**Provided passage:**
Hostname: page-component-586b7cd67f-t8hqh Total loading time: 0 Render date: 2024-11-28T10:21:24.040Z Has data issue: false hasContentIssue false

Two masks can be worse than one: N95 respirator failure caused by an overlying face mask

Published online by Cambridge University Press:  20 December 2022

Jeffrey T. Mueller*
Affiliation:
Department of Anesthesiology and Perioperative Medicine, Mayo Clinic, Phoenix, Arizona
Holly D. Geyer
Affiliation:
Division of Hospital Internal Medicine, Mayo Clinic, Phoenix, Arizona
Soroor Karimi
Affiliation:
Department of Mechanical Engineering, University of Tulsa, Tulsa, Oklahoma
Karl A. Poterack
Affiliation:
Department of Anesthesiology and Perioperative Medicine, Mayo Clinic, Phoenix, Arizona
Maria Teresa A. Seville
Affiliation:
Division of Clinical Trials and Biostatistics, Mayo Clinic, Phoenix, Arizona USA
Skye Buckner Petty
Affiliation:
Division of Clinical Trials and Biostatistics, Mayo Clinic, Phoenix, Arizona USA
Steven M. Tipton
Affiliation:
Department of Mechanical Engineering, University of Tulsa, Tulsa, Oklahoma
*
Author for correspondence: Jeffrey T. Mueller, E-mail: [email protected]
Rights & Permissions [Opens in a new window]

Abstract

We have demonstrated the effect of covering an N95 filtering facepiece respirator (FFR) with an overlying face mask. In total, 100 participants successfully completed quantitative fit testing wearing a 3M 1870+ FFR. Among them, 13 (13%; 95% CI, 7%–22%) failed subsequent fit testing when simultaneously wearing a Halyard 47117 procedural mask over the FFR.

Type
Concise Communication
Copyright
© The Author(s), 2022. Published by Cambridge University Press on behalf of The Society for Healthcare Epidemiology of America

The coronavirus disease 2019 (COVID-19) pandemic caused shortages of personal protective equipment including N95 filtering facepiece respirators (N95 FFR). To mitigate the shortage, the Centers for Disease Control and Prevention, Emergency Care Research Institute, Infectious Diseases Society of America, and others have provided guidance on conservation and modified use of N95 FFRs. 13 Modified use can include covering the N95 FFR with an overlying cloth, medical, procedural, or surgical mask (collectively referred to as a face mask) to prevent or reduce FFR contamination. This collective guidance includes permissive statements on covering an N95 FFR with a face mask to prevent or reduce FFR microbial contamination. For example, “HCP can consider using a face shield or surgical face mask over the respirator to reduce contamination of the respirator…” 1 Although this idea is intuitively appealing, we found no published evidence demonstrating this presumed benefit.

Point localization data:
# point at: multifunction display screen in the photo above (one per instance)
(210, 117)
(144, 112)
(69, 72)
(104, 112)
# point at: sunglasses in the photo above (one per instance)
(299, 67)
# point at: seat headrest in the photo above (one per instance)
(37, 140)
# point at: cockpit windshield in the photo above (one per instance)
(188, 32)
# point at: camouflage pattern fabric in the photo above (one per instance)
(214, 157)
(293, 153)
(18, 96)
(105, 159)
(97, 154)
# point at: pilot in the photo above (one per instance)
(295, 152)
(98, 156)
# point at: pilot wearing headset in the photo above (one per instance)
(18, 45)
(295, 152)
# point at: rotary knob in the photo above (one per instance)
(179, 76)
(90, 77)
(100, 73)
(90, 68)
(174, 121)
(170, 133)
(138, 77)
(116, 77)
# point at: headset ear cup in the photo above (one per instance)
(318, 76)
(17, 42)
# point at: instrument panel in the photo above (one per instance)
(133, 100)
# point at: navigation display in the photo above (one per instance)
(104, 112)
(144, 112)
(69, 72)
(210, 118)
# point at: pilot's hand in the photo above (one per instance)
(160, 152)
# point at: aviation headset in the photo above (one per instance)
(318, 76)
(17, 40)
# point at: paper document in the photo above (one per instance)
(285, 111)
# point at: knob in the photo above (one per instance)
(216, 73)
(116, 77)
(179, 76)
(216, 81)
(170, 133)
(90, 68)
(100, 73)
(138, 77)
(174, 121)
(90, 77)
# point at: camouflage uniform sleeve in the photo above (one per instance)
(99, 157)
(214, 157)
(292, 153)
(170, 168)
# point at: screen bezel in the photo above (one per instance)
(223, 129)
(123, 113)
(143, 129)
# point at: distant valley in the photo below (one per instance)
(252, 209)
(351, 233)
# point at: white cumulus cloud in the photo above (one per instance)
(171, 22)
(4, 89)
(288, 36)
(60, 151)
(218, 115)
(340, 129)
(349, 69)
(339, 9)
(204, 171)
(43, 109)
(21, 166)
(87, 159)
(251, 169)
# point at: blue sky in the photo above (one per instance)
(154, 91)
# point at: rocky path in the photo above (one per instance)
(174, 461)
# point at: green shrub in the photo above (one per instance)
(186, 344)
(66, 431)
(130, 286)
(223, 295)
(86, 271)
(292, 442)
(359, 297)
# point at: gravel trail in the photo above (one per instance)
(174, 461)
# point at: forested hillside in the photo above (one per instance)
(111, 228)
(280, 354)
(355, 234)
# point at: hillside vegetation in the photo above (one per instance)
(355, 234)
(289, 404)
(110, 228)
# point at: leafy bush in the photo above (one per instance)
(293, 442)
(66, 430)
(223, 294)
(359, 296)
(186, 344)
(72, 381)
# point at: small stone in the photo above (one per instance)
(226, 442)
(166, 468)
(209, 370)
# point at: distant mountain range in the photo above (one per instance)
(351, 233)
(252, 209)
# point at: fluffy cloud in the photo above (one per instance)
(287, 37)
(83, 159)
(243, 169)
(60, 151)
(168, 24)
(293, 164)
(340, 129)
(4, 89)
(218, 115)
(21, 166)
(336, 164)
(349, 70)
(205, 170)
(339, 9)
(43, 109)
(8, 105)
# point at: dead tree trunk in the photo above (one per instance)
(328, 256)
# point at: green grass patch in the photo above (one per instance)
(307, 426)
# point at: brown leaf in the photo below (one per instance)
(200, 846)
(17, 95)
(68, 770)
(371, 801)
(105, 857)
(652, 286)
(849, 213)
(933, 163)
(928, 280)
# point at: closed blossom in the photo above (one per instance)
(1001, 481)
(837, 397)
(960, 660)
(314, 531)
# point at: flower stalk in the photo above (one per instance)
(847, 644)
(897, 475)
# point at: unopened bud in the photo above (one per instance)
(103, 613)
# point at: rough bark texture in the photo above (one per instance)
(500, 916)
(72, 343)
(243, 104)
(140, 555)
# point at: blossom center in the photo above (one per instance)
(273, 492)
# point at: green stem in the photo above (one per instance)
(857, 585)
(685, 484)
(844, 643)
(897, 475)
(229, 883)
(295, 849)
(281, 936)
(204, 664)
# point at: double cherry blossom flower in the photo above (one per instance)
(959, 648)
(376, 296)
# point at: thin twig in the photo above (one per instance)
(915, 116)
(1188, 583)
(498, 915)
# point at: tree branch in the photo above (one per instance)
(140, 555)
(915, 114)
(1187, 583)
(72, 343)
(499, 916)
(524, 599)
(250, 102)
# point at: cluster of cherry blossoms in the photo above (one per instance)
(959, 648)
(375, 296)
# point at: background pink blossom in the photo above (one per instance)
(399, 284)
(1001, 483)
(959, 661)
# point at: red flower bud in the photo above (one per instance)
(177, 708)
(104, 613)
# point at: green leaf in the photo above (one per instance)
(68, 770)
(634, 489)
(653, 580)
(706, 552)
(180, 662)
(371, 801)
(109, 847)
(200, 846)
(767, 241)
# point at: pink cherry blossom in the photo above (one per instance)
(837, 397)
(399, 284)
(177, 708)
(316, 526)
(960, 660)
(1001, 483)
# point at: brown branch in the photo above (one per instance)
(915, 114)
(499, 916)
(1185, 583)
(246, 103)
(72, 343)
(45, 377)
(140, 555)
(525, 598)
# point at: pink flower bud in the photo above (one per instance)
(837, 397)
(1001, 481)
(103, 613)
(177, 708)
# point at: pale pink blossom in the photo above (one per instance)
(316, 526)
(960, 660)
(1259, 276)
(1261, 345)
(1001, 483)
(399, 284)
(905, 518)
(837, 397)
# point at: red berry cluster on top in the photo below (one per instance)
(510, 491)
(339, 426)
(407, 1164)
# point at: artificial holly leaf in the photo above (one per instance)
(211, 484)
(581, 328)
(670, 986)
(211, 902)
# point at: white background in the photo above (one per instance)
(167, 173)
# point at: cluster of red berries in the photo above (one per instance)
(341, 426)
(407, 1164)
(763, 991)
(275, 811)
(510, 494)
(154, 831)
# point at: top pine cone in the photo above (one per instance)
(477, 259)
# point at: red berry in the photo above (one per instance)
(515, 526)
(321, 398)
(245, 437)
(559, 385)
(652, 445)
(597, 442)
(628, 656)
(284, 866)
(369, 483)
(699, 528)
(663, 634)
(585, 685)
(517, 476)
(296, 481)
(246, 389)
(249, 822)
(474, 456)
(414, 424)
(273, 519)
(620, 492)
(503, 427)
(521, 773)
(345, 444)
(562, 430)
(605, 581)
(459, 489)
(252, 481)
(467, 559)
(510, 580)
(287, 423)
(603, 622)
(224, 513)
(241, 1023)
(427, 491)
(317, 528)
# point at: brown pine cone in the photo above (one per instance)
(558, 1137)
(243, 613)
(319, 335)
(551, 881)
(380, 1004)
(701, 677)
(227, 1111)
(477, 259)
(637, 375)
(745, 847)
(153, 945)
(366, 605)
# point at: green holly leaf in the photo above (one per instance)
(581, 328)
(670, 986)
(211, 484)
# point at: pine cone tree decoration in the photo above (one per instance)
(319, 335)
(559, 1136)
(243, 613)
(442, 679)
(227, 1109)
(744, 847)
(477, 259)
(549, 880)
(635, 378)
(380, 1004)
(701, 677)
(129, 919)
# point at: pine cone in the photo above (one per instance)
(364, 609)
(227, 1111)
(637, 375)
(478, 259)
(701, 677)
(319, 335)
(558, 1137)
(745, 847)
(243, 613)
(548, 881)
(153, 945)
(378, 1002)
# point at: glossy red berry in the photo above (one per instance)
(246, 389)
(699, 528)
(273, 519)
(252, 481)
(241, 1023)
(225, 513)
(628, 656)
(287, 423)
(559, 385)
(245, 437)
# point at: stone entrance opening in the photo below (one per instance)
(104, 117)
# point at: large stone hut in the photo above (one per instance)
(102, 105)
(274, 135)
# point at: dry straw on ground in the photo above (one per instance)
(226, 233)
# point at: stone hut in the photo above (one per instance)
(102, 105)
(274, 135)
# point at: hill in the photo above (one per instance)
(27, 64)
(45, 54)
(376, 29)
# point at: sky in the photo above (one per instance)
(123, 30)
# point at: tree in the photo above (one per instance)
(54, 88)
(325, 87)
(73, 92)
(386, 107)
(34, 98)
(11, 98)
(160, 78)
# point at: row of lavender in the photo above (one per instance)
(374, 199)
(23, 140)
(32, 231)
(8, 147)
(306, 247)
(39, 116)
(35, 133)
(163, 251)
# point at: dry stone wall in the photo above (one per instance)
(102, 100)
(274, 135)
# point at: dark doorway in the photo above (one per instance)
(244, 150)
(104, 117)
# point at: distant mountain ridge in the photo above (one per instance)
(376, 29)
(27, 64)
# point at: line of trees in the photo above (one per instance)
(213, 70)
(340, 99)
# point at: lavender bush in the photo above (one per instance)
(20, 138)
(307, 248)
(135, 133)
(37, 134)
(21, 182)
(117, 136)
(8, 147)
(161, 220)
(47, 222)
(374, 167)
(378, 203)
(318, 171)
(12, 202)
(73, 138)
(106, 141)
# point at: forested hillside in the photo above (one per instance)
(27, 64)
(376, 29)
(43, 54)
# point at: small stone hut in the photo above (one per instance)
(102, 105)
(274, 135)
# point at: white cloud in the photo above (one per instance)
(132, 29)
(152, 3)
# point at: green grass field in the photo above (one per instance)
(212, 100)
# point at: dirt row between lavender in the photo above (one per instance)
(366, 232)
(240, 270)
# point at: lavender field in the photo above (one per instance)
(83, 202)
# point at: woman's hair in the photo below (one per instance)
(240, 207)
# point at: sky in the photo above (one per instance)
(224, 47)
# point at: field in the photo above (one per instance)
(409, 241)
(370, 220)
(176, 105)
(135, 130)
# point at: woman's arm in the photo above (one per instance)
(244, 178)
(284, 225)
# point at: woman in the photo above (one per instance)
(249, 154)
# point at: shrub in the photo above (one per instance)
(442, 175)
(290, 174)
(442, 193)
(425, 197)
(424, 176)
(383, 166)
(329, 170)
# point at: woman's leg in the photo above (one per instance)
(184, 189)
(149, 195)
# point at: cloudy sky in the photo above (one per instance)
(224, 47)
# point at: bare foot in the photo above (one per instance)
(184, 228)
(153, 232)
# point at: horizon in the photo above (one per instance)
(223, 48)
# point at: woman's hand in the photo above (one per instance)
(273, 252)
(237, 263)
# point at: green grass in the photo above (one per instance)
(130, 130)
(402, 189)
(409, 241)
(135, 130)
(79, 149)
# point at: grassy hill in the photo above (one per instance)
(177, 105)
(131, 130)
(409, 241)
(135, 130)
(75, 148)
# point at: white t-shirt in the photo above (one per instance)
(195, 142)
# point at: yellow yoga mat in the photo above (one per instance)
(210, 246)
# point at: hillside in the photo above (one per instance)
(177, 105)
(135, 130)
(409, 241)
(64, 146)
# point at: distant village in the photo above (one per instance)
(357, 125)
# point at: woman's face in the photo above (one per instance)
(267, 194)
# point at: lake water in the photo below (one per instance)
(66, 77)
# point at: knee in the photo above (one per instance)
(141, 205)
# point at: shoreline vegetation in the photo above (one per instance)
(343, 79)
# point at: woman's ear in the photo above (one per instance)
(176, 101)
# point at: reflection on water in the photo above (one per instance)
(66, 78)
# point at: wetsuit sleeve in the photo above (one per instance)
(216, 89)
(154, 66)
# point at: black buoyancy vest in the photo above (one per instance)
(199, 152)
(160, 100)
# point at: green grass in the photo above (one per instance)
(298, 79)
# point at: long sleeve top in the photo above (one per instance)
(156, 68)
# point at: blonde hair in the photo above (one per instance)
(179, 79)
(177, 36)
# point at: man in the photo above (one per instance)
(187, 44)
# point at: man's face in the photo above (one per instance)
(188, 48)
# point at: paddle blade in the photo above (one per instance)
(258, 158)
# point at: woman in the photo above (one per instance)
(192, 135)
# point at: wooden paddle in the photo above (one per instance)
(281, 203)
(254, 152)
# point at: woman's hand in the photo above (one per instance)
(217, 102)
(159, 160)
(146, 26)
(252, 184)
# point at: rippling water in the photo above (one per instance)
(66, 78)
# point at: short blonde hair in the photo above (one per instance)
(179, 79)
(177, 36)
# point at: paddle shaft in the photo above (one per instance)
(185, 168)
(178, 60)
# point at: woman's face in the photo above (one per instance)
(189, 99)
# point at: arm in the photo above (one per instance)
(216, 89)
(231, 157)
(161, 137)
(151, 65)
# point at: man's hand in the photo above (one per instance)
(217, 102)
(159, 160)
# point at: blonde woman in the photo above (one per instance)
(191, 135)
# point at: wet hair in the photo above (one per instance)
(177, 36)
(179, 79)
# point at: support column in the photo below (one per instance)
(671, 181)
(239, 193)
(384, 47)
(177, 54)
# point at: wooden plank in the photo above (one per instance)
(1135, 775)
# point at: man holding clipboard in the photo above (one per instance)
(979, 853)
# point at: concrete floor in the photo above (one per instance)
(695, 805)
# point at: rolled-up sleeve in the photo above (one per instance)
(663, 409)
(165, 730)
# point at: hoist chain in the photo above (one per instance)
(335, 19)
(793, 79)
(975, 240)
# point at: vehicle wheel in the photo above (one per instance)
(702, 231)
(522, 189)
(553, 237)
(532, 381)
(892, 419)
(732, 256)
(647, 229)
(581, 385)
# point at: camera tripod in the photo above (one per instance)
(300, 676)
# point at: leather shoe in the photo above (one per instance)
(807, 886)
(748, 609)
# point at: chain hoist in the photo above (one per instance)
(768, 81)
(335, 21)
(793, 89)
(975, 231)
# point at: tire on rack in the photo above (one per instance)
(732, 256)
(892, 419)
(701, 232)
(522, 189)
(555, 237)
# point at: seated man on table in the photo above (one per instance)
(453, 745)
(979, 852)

**Aim of the exercise:**
According to the article on N95 respirators, why did the guidance permit covering an N95 respirator with a face mask? Answer in one to three sentences. The records have no connection to the article on N95 respirators.

**Final answer:**
The COVID-19 pandemic caused shortages of N95 respirators, so several organizations issued guidance on conserving them and modifying their use. One such modified use was covering the respirator with a face mask to prevent or reduce contamination of the respirator.